BEGIN
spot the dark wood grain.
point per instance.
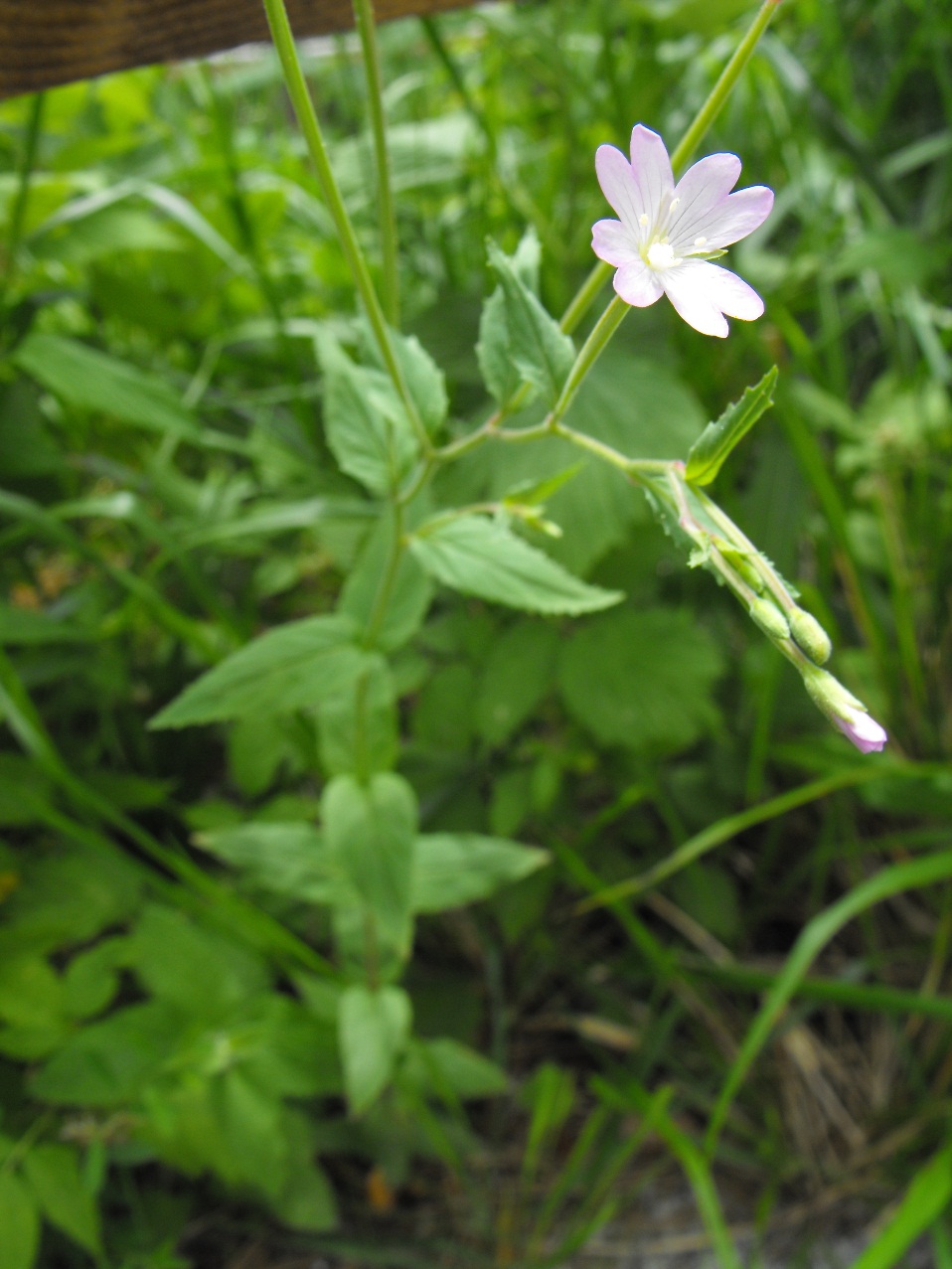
(49, 42)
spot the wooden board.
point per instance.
(49, 42)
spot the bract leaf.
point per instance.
(370, 830)
(289, 668)
(484, 557)
(714, 443)
(456, 869)
(374, 1029)
(54, 1176)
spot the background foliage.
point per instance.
(189, 1053)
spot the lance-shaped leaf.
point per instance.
(483, 557)
(540, 351)
(456, 869)
(370, 832)
(714, 443)
(367, 426)
(291, 668)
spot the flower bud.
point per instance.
(811, 637)
(769, 619)
(845, 711)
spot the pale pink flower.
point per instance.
(866, 733)
(667, 234)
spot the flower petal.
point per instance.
(612, 242)
(618, 186)
(733, 218)
(724, 289)
(700, 191)
(637, 284)
(692, 301)
(703, 293)
(651, 170)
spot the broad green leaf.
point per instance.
(406, 601)
(291, 668)
(306, 1200)
(367, 426)
(456, 869)
(257, 747)
(444, 1066)
(193, 968)
(360, 727)
(91, 979)
(374, 1029)
(108, 1062)
(641, 679)
(499, 371)
(370, 830)
(54, 1176)
(22, 626)
(251, 1123)
(714, 443)
(19, 1223)
(924, 1200)
(518, 673)
(284, 858)
(443, 711)
(31, 993)
(83, 377)
(483, 557)
(635, 405)
(539, 349)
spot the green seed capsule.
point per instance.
(810, 636)
(769, 619)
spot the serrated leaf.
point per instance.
(497, 366)
(483, 557)
(366, 424)
(286, 858)
(456, 869)
(370, 832)
(19, 1223)
(531, 339)
(374, 1029)
(714, 443)
(641, 679)
(444, 1066)
(291, 668)
(54, 1176)
(424, 380)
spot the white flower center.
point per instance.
(660, 255)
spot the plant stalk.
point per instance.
(367, 31)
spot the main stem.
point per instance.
(367, 30)
(699, 126)
(307, 118)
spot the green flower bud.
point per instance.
(845, 711)
(810, 636)
(769, 619)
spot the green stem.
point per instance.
(389, 580)
(307, 118)
(367, 30)
(590, 351)
(18, 216)
(721, 90)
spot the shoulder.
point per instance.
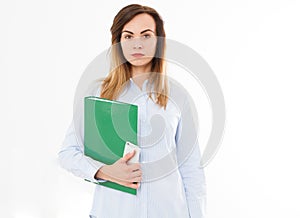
(96, 87)
(177, 92)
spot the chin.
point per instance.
(140, 62)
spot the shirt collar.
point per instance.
(134, 85)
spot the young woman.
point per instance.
(168, 177)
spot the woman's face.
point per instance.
(138, 40)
END
• [TASK] Your task is to reproduce every record exactly while omitting the pictures.

• [ANSWER TO THIS PROBLEM]
spot the dark wood grain.
point per instance.
(49, 42)
spot the wooden board.
point per instance.
(49, 42)
spot the bract leaf.
point per instance.
(370, 830)
(289, 668)
(484, 557)
(714, 443)
(456, 869)
(374, 1029)
(54, 1176)
spot the background foliage.
point per instance.
(189, 1053)
spot the lance-shaped leaf.
point per instance.
(483, 557)
(540, 351)
(456, 869)
(370, 832)
(714, 443)
(367, 426)
(291, 668)
spot the flower bud.
point per instance.
(811, 637)
(769, 619)
(845, 711)
spot the pale pink flower.
point per instance.
(866, 733)
(667, 234)
spot the flower petal.
point per instance.
(612, 242)
(618, 186)
(733, 218)
(724, 289)
(700, 191)
(637, 284)
(692, 301)
(703, 293)
(651, 170)
spot the broad green leaf.
point per instance.
(406, 601)
(291, 668)
(306, 1200)
(367, 426)
(456, 869)
(257, 747)
(444, 1066)
(193, 968)
(360, 727)
(91, 979)
(374, 1029)
(108, 1062)
(641, 679)
(499, 371)
(370, 830)
(54, 1176)
(22, 626)
(251, 1123)
(714, 443)
(19, 1223)
(924, 1200)
(518, 673)
(284, 858)
(443, 711)
(31, 993)
(83, 377)
(483, 557)
(635, 405)
(539, 349)
spot the green seed capsule.
point per instance.
(810, 636)
(769, 619)
spot the serrated leaf.
point per instance.
(497, 366)
(483, 557)
(366, 424)
(286, 858)
(456, 869)
(370, 832)
(19, 1223)
(531, 339)
(374, 1029)
(714, 443)
(641, 679)
(444, 1066)
(291, 668)
(54, 1176)
(424, 380)
spot the white flower center.
point per instance.
(660, 255)
spot the plant stalk.
point per instance.
(367, 31)
spot the main stem.
point per instance.
(367, 30)
(699, 126)
(307, 118)
spot the green flower bud.
point per instance.
(845, 711)
(810, 636)
(769, 619)
spot the green stem.
point per instance.
(389, 580)
(307, 118)
(367, 30)
(590, 351)
(18, 216)
(721, 90)
spot the shoulder.
point per instance.
(96, 87)
(177, 92)
spot the chin.
point per instance.
(140, 62)
spot the shirt collar.
point per instance.
(134, 85)
spot the young woman.
point per instance.
(168, 177)
spot the woman's face.
point per instance.
(138, 40)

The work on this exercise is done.